READING PASSAGE below:

JAK3 is crucial in transmitting signals from cytokines that are responsible for either T-cell proliferation, differentiation, or development. It is also of high importance in the development of B-cells and NK-cells. Inhibition of JAK3, then, could prove to be a powerful immunosuppressant. Since JAK3 is restricted to the immune system, while the other JAKs such as JAK1 are much more broadly expressed, selective targeting of JAK3 could decrease possible adverse effects and improve tolerability.

As an immunosuppressant, JAK3 inhibitors could aid in autoimmune diseases such as rheumatoid arthritis, psoriasis, or other diseases where the immune system fails to distinguish self from nonself and starts attacking self cells.

== Discovery and development ==

=== Discovery ===
One of the first JAKs targeted in drug development for medical use was JAK3. Immune system depression is observed in patients with JAK3 defects. The role of JAK3 is greatly restricted to the immune system, so this enzyme was thought to be a good target for selective immunosuppressant. Whether JAK3 alone is sufficient to suppress cytokine signaling is uncertain, as it can also be caused by stimulation of JAK1. Whether inhibiting JAK3 is as efficient as pan-JAK inhibition is under study. Many compounds with high affinity and possible selectivity for JAK3 have been discovered with high-throughput screening.

End of READING PASSAGE.

PROBLEMS TO SOLVE
A: According to the text on JAK3 inhibitors, why could selectively targeting JAK3 reduce adverse effects and improve tolerability? Answer in one to three sentences.
B: Reproduce the text on JAK3 inhibitors word for word, from "JAK3 is crucial" up to and including "and improve tolerability.".
The records that follow are separate material, unrelated to the text about JAK3.

EXTRACTED ENTRIES below:

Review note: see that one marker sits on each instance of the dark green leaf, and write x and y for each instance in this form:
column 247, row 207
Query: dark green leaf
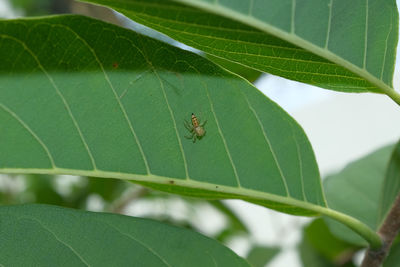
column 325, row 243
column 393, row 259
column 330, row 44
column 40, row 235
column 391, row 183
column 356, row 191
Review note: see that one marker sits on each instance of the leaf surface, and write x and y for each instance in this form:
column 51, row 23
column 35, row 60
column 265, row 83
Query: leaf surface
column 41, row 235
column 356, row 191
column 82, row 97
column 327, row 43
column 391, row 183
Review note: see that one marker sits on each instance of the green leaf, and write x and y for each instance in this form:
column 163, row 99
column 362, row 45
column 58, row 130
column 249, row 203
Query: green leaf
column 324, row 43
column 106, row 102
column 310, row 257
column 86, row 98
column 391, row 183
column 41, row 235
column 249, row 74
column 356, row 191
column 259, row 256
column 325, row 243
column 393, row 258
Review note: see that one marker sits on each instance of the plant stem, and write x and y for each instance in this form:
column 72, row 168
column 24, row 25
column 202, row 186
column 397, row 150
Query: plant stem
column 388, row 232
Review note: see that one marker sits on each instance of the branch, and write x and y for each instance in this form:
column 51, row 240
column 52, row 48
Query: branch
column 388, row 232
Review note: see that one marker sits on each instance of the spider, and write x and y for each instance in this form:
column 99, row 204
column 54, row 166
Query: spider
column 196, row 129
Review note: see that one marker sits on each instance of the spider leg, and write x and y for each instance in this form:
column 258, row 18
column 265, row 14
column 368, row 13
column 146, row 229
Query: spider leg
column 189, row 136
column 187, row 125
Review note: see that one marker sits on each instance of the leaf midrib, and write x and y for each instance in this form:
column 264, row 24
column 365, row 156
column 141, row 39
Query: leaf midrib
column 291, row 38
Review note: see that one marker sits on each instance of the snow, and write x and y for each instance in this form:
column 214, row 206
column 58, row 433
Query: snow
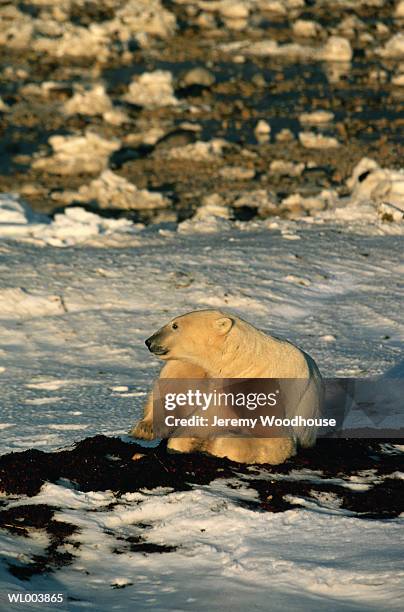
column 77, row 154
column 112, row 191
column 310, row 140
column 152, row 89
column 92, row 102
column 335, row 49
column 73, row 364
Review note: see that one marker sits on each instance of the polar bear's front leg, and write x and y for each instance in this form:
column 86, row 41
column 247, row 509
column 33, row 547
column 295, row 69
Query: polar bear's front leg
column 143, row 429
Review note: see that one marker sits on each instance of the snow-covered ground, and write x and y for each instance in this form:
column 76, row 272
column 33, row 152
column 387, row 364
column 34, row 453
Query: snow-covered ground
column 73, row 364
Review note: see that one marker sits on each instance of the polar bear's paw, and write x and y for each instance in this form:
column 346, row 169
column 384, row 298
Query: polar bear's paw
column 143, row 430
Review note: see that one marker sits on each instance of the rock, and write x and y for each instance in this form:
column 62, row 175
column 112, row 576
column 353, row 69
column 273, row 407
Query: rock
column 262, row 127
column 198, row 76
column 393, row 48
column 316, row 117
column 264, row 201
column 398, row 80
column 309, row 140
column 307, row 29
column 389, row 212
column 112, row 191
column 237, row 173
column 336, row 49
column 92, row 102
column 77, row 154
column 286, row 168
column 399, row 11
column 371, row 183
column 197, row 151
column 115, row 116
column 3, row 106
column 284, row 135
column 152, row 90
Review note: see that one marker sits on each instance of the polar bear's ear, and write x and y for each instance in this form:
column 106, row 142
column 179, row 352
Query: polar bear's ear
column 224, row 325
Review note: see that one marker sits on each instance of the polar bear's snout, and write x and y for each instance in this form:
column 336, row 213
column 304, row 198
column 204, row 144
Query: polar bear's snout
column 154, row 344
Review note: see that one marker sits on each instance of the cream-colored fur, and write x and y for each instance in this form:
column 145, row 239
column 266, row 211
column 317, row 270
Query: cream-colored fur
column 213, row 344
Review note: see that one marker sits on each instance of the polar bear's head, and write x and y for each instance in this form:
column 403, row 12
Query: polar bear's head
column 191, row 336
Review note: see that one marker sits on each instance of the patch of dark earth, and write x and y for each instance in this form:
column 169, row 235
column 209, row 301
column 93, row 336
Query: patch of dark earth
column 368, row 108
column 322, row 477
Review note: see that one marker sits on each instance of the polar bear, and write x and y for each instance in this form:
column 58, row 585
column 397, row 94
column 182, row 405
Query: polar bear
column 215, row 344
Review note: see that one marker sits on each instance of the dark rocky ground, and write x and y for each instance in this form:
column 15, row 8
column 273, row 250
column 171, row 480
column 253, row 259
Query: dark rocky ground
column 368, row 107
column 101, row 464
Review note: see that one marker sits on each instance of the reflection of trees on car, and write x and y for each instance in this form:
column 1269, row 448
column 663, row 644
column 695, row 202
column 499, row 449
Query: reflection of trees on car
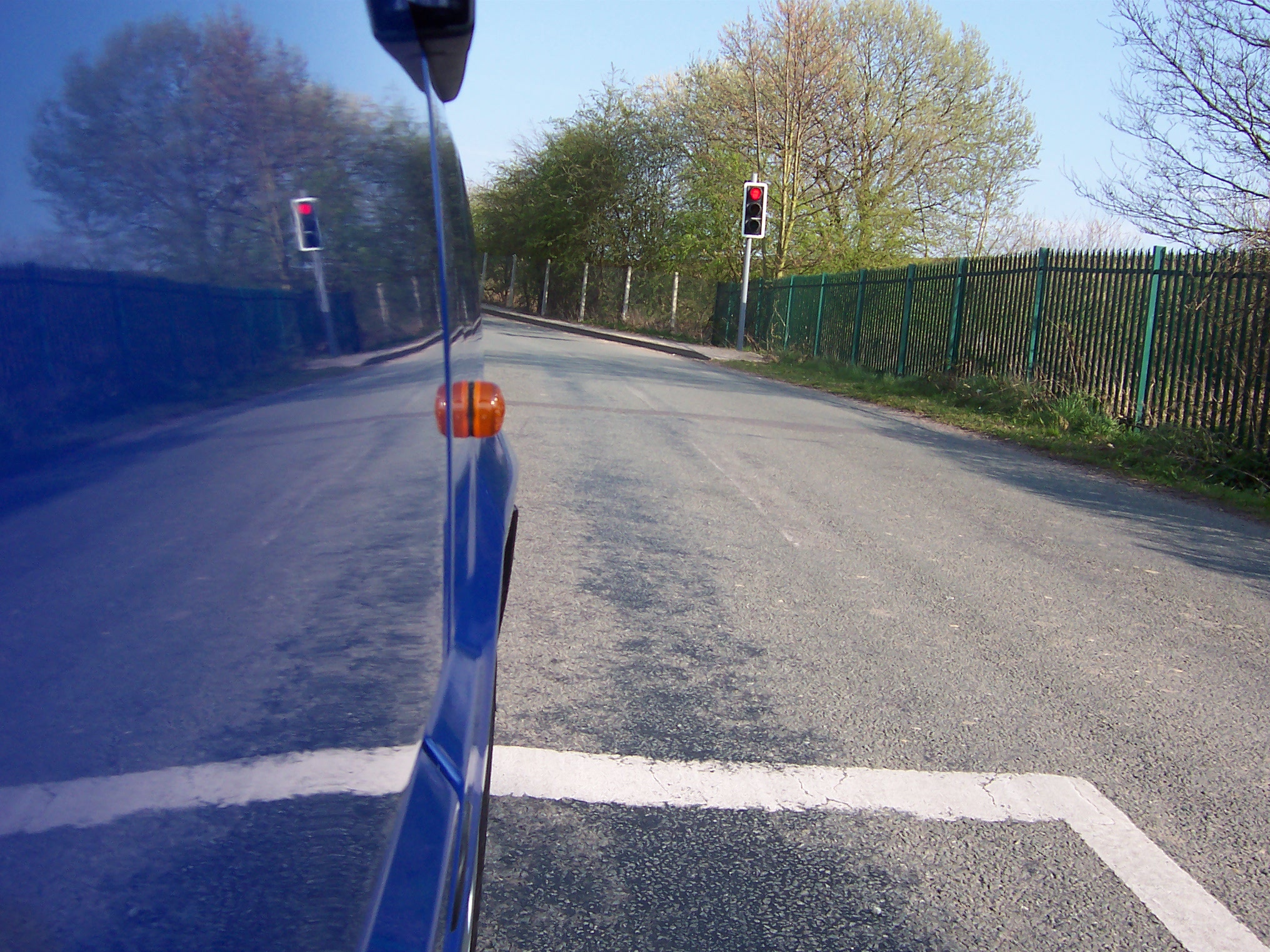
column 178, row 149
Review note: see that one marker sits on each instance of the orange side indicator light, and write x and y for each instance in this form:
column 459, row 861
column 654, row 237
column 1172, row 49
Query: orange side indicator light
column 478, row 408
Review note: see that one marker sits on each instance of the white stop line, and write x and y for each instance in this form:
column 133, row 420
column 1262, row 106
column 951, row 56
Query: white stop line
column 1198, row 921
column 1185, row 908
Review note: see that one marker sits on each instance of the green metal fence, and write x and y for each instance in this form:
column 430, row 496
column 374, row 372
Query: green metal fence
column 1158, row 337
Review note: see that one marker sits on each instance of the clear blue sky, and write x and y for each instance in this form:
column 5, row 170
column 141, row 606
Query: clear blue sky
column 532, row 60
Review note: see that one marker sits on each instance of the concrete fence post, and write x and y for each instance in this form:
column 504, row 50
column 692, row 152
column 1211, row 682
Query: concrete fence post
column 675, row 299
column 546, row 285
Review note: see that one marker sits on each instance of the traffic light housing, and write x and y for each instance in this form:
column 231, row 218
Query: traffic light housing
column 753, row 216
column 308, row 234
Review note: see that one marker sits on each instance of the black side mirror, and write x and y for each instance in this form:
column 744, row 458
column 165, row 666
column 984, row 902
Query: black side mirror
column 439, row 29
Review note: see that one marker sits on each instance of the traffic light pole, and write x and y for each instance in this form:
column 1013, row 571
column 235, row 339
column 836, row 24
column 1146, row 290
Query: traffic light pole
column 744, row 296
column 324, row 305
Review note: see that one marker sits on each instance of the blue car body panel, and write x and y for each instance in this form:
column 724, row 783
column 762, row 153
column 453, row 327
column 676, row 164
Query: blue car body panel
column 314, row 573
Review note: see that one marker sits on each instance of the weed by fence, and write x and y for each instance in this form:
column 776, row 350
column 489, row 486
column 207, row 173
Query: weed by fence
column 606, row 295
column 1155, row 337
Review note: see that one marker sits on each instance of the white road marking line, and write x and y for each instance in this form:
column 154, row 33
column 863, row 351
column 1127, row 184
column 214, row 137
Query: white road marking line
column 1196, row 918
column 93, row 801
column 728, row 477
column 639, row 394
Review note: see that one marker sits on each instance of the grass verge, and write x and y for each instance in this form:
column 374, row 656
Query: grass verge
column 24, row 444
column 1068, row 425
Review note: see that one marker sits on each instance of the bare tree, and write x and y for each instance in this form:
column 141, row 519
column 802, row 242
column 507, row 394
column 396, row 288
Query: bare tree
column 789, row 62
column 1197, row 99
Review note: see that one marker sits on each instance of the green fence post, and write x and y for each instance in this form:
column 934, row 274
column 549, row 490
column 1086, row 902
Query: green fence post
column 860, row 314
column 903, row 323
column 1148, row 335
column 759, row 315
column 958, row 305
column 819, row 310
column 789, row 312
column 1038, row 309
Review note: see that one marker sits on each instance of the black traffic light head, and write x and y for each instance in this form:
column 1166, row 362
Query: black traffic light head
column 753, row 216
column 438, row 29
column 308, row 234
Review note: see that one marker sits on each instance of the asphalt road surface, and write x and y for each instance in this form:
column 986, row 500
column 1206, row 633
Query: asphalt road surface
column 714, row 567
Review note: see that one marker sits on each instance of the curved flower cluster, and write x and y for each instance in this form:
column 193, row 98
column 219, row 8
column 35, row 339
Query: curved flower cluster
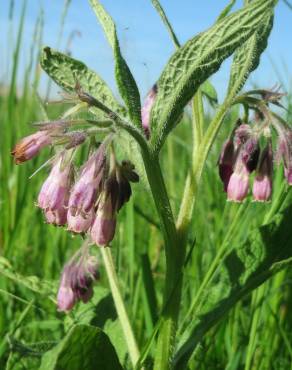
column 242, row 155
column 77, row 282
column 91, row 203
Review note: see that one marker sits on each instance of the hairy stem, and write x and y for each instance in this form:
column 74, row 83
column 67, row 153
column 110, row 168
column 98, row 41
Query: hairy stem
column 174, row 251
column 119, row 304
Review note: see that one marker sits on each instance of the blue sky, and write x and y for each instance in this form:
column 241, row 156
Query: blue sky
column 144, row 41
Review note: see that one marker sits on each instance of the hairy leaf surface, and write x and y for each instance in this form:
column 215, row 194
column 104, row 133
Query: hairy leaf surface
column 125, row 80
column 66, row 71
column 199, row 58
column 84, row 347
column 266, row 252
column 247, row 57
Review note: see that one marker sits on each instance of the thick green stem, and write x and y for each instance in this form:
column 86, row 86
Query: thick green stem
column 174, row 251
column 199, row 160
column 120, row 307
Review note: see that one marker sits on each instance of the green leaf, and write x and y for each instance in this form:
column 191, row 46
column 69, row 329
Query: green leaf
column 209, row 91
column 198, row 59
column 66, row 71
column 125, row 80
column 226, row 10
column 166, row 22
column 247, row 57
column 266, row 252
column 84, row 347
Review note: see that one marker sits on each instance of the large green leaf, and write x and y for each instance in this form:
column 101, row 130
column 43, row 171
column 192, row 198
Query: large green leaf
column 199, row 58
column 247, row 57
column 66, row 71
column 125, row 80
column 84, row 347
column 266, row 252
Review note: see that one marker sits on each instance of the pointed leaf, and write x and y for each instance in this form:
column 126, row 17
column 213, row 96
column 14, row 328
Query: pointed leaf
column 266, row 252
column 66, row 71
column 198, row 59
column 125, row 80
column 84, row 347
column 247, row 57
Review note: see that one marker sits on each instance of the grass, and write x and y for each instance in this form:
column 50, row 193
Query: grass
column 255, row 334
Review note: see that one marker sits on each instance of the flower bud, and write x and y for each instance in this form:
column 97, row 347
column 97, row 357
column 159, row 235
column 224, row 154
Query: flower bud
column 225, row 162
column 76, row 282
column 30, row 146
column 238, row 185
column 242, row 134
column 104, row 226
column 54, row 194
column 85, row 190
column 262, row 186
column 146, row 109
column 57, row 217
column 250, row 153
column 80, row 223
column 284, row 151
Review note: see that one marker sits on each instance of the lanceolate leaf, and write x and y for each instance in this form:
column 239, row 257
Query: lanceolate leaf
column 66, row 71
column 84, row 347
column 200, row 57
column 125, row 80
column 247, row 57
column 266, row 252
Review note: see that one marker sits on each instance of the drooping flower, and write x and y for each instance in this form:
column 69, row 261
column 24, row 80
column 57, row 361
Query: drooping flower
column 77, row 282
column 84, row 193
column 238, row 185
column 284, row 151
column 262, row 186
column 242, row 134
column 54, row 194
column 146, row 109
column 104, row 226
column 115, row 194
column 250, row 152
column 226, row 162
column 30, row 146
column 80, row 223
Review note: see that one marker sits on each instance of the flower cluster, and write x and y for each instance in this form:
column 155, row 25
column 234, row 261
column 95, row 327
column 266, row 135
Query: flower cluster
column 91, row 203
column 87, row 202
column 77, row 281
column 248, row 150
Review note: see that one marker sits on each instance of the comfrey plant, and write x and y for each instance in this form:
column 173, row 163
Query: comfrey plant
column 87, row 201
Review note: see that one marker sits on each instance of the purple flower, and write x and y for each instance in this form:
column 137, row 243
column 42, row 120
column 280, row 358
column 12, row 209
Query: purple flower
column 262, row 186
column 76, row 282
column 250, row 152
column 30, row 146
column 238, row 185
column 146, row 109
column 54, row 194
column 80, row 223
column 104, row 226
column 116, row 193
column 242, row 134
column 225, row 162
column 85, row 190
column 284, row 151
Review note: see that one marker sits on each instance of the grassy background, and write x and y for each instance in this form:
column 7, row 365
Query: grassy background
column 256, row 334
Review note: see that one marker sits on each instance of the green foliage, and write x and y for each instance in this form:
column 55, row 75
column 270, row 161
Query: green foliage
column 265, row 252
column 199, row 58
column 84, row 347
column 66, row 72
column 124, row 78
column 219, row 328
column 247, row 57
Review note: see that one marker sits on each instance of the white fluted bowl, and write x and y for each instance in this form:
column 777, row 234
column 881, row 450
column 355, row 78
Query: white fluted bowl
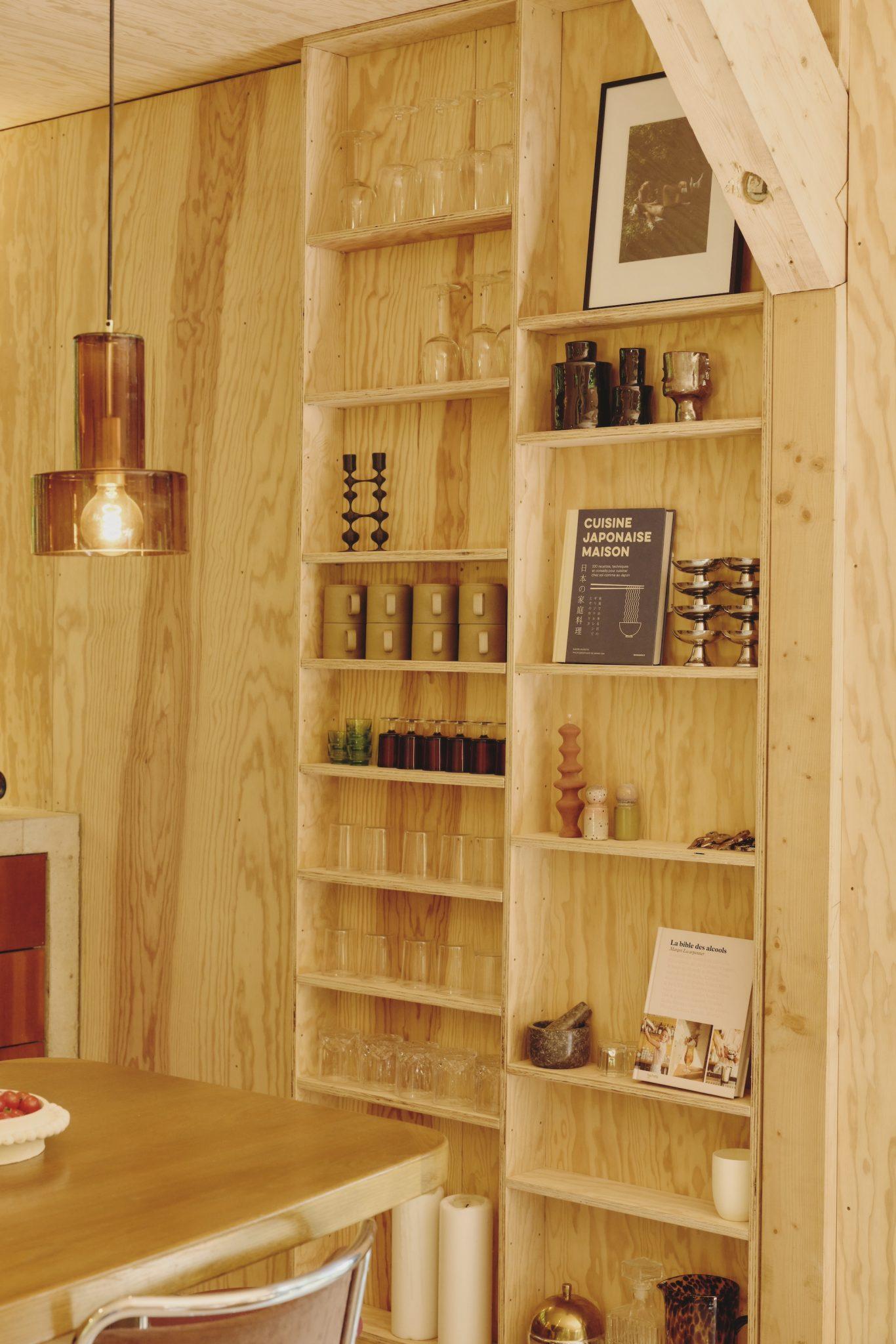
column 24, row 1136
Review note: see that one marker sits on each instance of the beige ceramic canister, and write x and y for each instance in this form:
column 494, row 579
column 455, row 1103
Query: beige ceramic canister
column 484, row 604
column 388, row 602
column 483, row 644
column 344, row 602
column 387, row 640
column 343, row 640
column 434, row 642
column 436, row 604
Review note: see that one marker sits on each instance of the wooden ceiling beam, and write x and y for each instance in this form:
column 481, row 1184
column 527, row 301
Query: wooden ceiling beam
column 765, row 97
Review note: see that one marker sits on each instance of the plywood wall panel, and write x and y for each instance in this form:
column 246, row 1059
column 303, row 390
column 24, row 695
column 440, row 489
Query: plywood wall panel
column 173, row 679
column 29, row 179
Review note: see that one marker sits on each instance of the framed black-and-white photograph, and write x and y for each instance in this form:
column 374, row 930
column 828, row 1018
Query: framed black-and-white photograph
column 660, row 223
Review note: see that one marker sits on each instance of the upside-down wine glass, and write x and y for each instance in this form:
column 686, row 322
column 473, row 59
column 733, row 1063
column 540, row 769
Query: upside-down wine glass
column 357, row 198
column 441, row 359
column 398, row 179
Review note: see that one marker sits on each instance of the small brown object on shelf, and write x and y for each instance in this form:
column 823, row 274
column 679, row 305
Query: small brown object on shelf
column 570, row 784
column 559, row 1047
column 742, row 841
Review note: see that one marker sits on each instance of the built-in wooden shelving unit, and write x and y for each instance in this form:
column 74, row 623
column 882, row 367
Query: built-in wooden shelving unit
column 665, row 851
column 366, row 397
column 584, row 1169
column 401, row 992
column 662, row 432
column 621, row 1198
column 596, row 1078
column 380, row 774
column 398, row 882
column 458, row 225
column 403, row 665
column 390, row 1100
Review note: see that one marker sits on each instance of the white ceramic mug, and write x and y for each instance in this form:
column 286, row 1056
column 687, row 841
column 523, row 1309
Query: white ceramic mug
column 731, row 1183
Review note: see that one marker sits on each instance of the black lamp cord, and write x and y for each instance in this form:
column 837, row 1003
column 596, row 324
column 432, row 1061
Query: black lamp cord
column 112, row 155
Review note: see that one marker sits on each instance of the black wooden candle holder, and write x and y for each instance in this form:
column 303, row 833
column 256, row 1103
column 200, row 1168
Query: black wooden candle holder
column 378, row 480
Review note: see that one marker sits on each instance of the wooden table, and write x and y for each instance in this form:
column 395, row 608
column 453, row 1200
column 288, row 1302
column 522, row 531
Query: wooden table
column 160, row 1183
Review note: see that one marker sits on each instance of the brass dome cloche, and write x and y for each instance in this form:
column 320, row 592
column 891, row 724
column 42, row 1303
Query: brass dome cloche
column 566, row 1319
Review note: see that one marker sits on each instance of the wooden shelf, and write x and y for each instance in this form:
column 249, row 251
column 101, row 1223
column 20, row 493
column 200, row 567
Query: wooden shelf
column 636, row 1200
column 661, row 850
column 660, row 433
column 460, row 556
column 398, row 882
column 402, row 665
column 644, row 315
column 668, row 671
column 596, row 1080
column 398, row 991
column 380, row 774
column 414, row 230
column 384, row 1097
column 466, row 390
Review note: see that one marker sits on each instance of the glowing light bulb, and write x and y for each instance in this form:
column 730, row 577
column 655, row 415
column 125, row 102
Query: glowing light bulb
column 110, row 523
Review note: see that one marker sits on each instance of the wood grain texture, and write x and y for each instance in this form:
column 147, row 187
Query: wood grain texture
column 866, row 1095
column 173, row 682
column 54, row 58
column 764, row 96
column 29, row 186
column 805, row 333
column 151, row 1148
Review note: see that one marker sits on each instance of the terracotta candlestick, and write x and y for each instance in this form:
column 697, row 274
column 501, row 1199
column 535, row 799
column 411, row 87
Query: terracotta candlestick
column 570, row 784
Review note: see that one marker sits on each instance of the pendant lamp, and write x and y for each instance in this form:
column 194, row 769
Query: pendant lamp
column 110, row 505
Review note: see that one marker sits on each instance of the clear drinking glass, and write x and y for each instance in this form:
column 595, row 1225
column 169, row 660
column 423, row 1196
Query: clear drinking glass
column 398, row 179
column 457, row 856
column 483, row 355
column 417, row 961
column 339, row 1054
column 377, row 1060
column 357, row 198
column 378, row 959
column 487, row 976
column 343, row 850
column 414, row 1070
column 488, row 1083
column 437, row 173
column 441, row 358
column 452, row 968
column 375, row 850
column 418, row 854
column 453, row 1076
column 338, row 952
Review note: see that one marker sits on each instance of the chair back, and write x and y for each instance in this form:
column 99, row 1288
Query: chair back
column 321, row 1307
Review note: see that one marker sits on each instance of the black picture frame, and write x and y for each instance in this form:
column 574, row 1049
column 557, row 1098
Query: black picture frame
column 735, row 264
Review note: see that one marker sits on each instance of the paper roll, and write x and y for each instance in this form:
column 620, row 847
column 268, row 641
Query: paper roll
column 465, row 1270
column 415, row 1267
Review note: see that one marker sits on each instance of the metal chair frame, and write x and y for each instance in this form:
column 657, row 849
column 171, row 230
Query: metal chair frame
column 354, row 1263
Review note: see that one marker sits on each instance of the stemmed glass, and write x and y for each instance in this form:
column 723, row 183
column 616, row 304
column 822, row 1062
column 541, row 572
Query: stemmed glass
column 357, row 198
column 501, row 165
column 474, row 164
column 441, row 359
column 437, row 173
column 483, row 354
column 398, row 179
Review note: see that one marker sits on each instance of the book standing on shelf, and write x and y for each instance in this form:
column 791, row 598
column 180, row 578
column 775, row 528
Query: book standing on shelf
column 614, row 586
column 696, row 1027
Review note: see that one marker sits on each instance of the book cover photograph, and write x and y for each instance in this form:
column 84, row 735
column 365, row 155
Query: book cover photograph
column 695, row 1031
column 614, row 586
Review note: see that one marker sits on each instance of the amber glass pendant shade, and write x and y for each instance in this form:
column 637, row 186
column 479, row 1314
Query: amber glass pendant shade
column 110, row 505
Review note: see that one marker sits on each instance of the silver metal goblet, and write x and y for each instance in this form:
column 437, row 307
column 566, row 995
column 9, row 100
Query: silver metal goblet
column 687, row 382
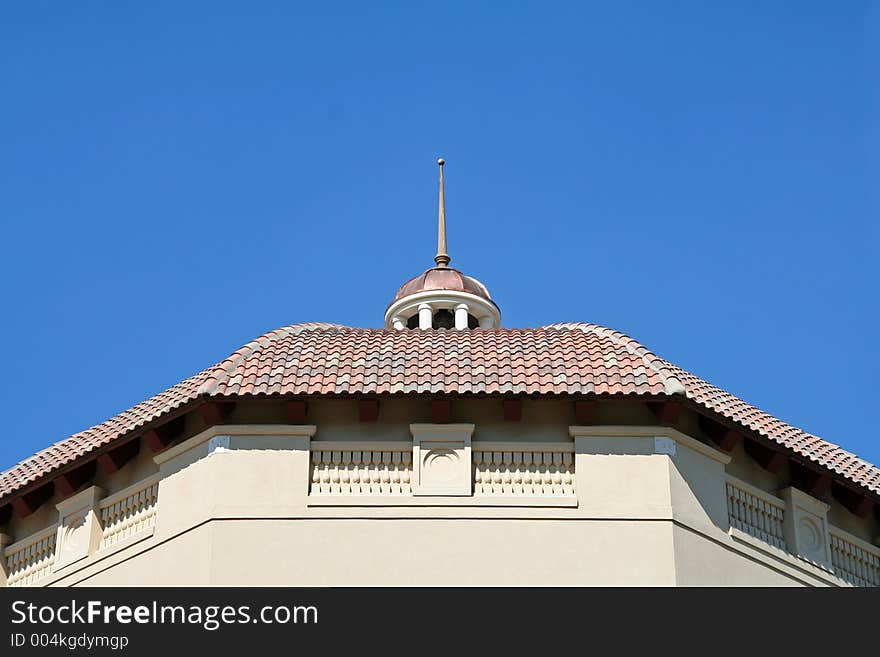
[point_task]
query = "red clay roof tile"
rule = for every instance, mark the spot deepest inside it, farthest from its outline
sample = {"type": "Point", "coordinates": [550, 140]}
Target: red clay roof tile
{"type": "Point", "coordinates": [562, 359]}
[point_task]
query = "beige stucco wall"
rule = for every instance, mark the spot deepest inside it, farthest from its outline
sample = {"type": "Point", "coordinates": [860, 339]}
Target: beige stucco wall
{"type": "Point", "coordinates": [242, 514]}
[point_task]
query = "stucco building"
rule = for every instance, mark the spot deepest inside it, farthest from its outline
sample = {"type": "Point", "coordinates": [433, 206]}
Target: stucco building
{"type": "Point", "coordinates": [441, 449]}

End of EXTRACTED ENTRIES.

TASK-BY-TASK RESULTS
A: JAK3 is restricted to the immune system, while other JAKs such as JAK1 are much more broadly expressed. Selective targeting of JAK3 could therefore decrease possible adverse effects and improve tolerability.

B:
JAK3 is crucial in transmitting signals from cytokines that are responsible for either T-cell proliferation, differentiation, or development. It is also of high importance in the development of B-cells and NK-cells. Inhibition of JAK3, then, could prove to be a powerful immunosuppressant. Since JAK3 is restricted to the immune system, while the other JAKs such as JAK1 are much more broadly expressed, selective targeting of JAK3 could decrease possible adverse effects and improve tolerability.